- **Provided information**:
· · ·

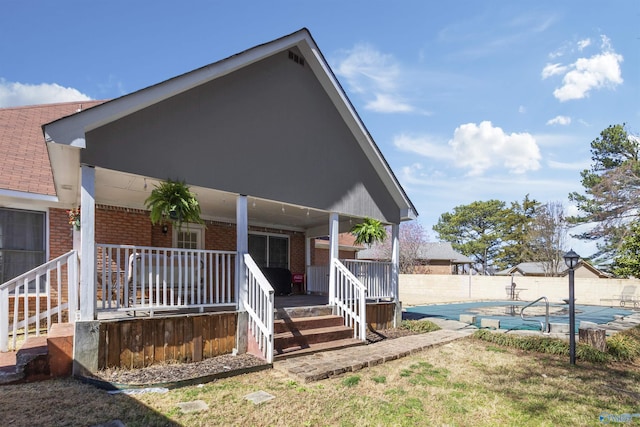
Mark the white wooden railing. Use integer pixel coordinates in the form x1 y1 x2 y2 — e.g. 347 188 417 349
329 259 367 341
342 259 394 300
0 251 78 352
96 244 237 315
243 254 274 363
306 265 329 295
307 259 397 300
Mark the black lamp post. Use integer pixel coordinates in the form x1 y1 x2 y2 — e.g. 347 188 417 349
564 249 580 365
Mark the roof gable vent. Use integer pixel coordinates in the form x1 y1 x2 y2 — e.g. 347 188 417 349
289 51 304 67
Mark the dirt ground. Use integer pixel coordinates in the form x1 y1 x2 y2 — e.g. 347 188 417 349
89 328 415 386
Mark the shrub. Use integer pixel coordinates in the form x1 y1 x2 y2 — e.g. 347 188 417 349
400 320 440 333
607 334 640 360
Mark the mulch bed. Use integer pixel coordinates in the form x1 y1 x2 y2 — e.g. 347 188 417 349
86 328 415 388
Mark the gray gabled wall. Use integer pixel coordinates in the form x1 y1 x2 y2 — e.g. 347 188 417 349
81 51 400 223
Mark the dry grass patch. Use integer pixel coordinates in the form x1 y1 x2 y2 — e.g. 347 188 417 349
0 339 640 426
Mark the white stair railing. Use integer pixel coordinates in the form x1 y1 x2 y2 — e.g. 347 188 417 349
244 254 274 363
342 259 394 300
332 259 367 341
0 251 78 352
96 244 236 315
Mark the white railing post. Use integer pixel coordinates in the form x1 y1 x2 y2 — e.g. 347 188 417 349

· · ·

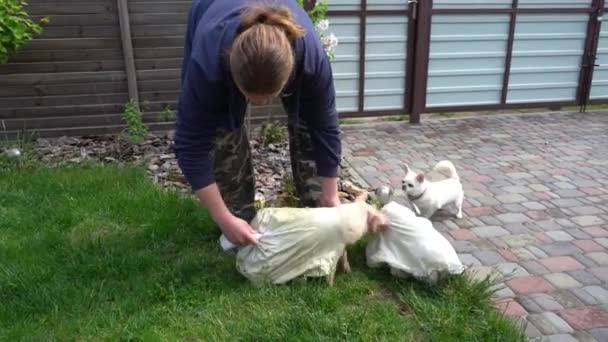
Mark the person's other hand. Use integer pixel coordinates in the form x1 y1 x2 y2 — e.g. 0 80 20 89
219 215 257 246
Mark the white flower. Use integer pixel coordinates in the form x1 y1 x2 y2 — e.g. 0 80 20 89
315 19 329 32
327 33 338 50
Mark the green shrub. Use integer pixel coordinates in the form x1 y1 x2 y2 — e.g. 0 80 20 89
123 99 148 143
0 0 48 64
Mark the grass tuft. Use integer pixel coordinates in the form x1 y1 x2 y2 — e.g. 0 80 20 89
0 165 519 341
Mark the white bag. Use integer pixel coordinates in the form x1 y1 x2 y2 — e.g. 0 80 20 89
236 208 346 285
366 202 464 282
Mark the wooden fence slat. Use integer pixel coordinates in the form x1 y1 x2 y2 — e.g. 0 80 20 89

· · ·

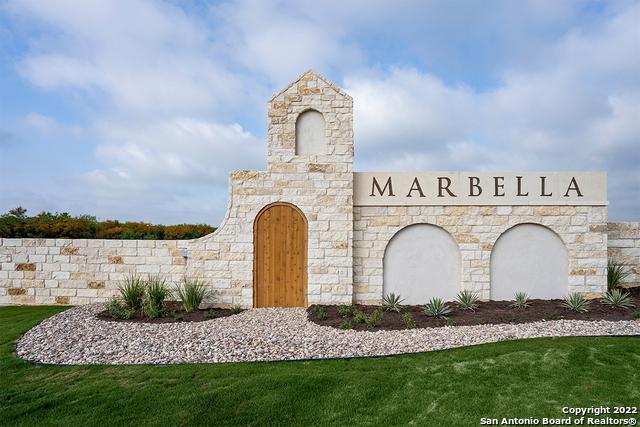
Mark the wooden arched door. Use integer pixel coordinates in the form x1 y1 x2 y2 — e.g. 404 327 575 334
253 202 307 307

· · ·

- **Aim**: Convert the material from the line that contains "Mark the roof" through the line that contains "0 339 640 426" into a Markdown table, skipping any blank lines. Use a Row column numbering the lines in order and a Line column holding each line's text.

- **Result**:
| Row | Line |
|---|---|
| 1 | Mark the roof gable vent. Use integer pixel coordinates in the form x1 y1 x2 y2 — e.g. 347 188 417 349 |
| 2 | 289 51 304 67 |
| 3 | Mark the dirt ground. Use integer pixel coordinates in the form x1 y1 x2 y2 — e.g. 347 188 417 349 |
| 4 | 89 328 415 386 |
| 5 | Mark the shrub. Use integer pixel coordinates in the form x1 y1 x2 y2 — e.g. 347 188 417 349 |
| 6 | 400 320 440 333 |
| 7 | 607 334 640 360 |
| 8 | Mark the mulch bed. Use integer pixel coordinates in the form x1 y1 x2 y2 — e.g. 347 188 417 349 |
| 9 | 86 328 415 388 |
| 10 | Mark the gray gabled wall. Use integer pixel coordinates in the form x1 y1 x2 y2 — e.g. 347 188 417 349 |
| 11 | 81 51 400 223 |
| 12 | Mark the dry grass patch. Use integer pixel coordinates in the form x1 y1 x2 y2 — e.g. 347 188 417 349 |
| 13 | 0 339 640 426 |